:: WHAT NEEDS TO BE DONE ::
From the entries below, collect every line that contains the string "groom" and reproduce each such line in full.

-- BEGIN MATERIAL --

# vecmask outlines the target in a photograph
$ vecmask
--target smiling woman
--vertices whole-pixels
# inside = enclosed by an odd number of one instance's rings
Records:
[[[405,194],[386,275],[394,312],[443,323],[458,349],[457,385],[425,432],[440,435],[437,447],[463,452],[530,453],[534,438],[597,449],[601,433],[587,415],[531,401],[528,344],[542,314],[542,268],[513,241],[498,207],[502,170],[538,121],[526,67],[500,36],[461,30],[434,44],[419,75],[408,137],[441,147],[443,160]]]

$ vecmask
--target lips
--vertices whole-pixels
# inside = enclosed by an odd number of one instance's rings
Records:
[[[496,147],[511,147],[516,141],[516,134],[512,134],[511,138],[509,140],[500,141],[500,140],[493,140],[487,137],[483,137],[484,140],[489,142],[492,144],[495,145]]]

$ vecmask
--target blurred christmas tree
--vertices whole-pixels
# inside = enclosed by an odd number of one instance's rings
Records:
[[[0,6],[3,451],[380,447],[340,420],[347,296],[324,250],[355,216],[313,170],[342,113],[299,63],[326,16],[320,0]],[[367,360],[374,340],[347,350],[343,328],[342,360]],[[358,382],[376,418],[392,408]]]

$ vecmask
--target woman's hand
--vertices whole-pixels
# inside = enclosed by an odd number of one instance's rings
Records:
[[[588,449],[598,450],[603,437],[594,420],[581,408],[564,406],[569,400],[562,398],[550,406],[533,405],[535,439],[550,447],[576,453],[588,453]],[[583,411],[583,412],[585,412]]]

-- END MATERIAL --
-- BEGIN MATERIAL --

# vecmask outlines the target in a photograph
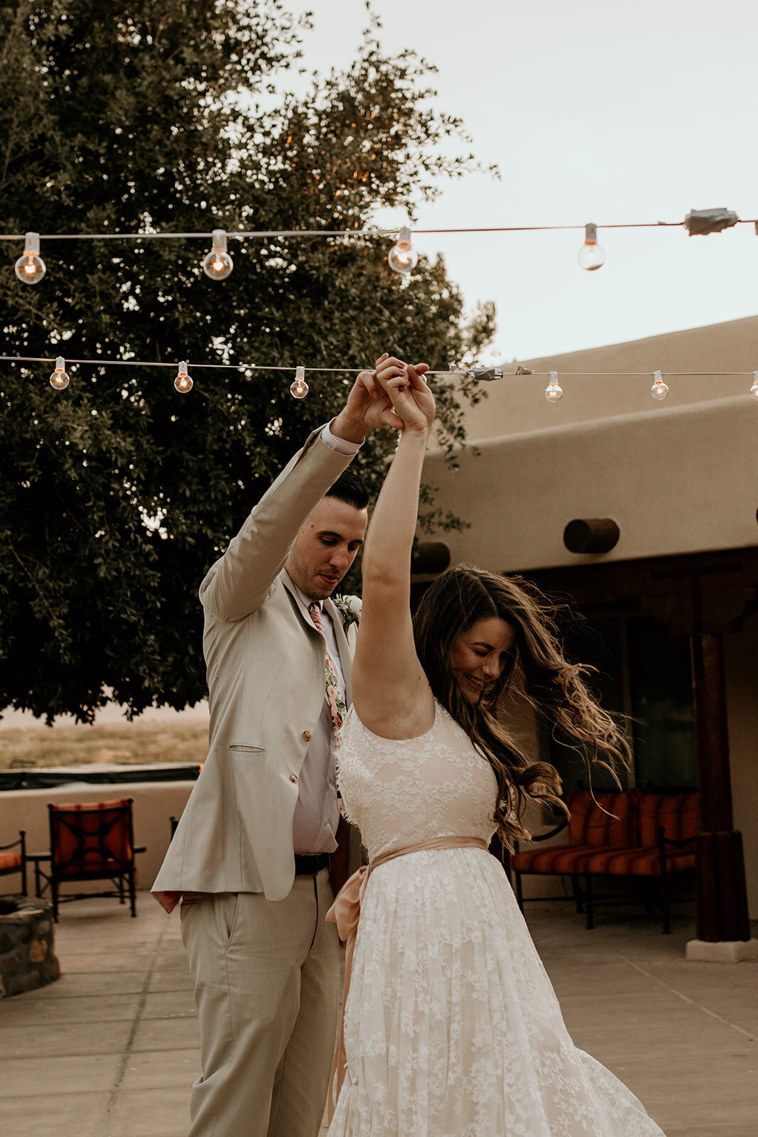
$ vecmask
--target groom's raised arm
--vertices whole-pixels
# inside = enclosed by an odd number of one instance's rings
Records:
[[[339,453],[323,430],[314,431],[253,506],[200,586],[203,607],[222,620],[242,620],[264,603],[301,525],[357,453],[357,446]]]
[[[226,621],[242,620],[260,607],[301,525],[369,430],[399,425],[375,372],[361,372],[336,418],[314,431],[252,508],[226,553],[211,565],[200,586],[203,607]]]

-- END MATERIAL --
-- BEGIN MATERIAL --

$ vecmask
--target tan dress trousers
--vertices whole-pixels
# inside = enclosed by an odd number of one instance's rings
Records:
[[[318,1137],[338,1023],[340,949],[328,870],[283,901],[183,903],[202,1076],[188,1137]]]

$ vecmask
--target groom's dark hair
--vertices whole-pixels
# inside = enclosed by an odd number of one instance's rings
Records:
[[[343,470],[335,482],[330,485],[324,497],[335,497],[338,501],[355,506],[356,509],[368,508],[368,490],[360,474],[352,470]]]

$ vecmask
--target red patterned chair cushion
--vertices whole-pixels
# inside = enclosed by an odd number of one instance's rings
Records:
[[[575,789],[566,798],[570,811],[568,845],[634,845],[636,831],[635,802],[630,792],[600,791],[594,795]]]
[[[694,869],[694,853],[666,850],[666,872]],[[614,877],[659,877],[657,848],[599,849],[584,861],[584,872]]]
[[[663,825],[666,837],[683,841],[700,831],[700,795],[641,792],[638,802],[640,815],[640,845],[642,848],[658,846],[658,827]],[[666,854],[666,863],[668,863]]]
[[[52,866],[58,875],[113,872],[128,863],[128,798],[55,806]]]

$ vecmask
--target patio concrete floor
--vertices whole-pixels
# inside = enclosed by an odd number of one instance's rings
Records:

-- END MATERIAL --

:: PROBLEM SOLUTION ::
--target groom's raised arm
--target groom's dark hair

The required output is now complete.